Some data
•••••

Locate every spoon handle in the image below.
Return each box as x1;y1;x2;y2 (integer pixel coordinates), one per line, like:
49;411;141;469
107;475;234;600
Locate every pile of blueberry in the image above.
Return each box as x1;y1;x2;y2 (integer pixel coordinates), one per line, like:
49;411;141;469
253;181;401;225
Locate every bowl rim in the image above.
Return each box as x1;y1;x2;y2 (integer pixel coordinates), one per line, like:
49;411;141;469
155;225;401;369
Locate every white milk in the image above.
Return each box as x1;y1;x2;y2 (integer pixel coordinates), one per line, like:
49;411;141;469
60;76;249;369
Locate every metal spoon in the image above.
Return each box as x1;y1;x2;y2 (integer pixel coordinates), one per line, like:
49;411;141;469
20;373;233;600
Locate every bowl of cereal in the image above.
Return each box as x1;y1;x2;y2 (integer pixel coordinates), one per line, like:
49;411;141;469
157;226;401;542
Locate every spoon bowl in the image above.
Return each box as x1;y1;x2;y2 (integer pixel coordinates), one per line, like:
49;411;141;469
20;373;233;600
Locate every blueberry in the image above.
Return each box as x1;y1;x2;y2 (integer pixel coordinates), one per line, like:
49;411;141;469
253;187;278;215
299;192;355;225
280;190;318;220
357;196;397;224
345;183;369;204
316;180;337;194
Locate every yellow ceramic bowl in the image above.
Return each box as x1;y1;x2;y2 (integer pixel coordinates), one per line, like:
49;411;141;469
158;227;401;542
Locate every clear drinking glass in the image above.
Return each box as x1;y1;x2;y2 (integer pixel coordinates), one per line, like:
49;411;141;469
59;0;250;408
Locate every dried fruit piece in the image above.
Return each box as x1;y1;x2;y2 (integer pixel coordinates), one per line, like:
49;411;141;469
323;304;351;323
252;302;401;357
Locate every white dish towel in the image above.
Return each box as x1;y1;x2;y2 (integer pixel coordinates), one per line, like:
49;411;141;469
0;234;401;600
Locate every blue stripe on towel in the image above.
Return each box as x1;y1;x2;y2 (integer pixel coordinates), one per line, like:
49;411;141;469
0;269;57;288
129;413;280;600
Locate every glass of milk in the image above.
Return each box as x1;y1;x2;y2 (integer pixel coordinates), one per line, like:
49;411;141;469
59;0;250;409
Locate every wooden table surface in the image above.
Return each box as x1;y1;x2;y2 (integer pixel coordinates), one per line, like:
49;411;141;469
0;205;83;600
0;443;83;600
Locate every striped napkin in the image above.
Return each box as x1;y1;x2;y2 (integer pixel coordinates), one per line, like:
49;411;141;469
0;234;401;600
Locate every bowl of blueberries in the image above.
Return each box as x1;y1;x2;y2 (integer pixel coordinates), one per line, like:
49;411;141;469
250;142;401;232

•••••

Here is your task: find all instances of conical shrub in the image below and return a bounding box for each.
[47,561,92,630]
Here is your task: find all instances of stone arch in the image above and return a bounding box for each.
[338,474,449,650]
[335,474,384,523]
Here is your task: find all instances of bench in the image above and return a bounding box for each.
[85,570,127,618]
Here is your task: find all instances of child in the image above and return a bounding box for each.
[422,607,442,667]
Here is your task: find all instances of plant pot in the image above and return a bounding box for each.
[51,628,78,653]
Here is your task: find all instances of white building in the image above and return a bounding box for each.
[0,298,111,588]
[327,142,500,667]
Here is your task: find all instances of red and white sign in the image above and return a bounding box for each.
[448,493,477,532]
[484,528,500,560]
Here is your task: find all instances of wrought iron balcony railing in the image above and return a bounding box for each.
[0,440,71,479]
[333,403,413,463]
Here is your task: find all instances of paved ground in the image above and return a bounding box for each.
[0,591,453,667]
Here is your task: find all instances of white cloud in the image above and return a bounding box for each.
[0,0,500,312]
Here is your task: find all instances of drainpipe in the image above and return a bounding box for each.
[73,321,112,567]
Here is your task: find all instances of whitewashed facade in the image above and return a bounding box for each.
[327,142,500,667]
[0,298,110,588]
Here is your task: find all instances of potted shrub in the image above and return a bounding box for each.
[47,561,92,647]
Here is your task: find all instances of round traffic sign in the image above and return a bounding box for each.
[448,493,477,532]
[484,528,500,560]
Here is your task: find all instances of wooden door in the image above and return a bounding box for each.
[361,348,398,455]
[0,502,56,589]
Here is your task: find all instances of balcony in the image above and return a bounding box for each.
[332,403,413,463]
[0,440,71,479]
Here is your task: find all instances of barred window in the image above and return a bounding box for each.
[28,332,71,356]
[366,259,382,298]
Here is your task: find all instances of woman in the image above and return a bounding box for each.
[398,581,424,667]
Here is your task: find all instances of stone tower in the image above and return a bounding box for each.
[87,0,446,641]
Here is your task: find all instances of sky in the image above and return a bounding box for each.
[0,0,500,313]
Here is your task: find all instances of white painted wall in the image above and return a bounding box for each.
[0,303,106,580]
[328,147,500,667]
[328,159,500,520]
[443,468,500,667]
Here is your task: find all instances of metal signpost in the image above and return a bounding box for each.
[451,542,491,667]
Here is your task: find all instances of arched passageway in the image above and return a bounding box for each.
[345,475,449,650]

•••••

(DIRECTIONS FOR THIS TASK)
Write out the data again from the line with "Locate every glass" to the line with "250;142;401;232", requests included. Shift every bounding-box coordinate in the answers up by 84, and leave the format samples unchanged.

(FINAL RESULT)
Locate every glass of milk in the image above.
Return each box as x1;y1;x2;y2 (integer pixel coordinates), one per line, like:
49;411;141;469
143;84;334;493
Locate every wooden table surface in the image above.
Return each box as x1;y1;x2;y2 (integer pixel coordinates), one per line, like:
49;411;141;469
84;289;167;684
84;527;167;684
Locate every striped napkin in the image above.
Return each box as x1;y1;x2;y2 (integer pixel coordinates), one per line, like:
49;411;141;469
84;318;485;684
Locate every bowl of blueberries in the image above.
Return each box as x1;y1;x2;y2 (integer pixel coordinates), one per line, like:
49;411;141;469
334;226;485;316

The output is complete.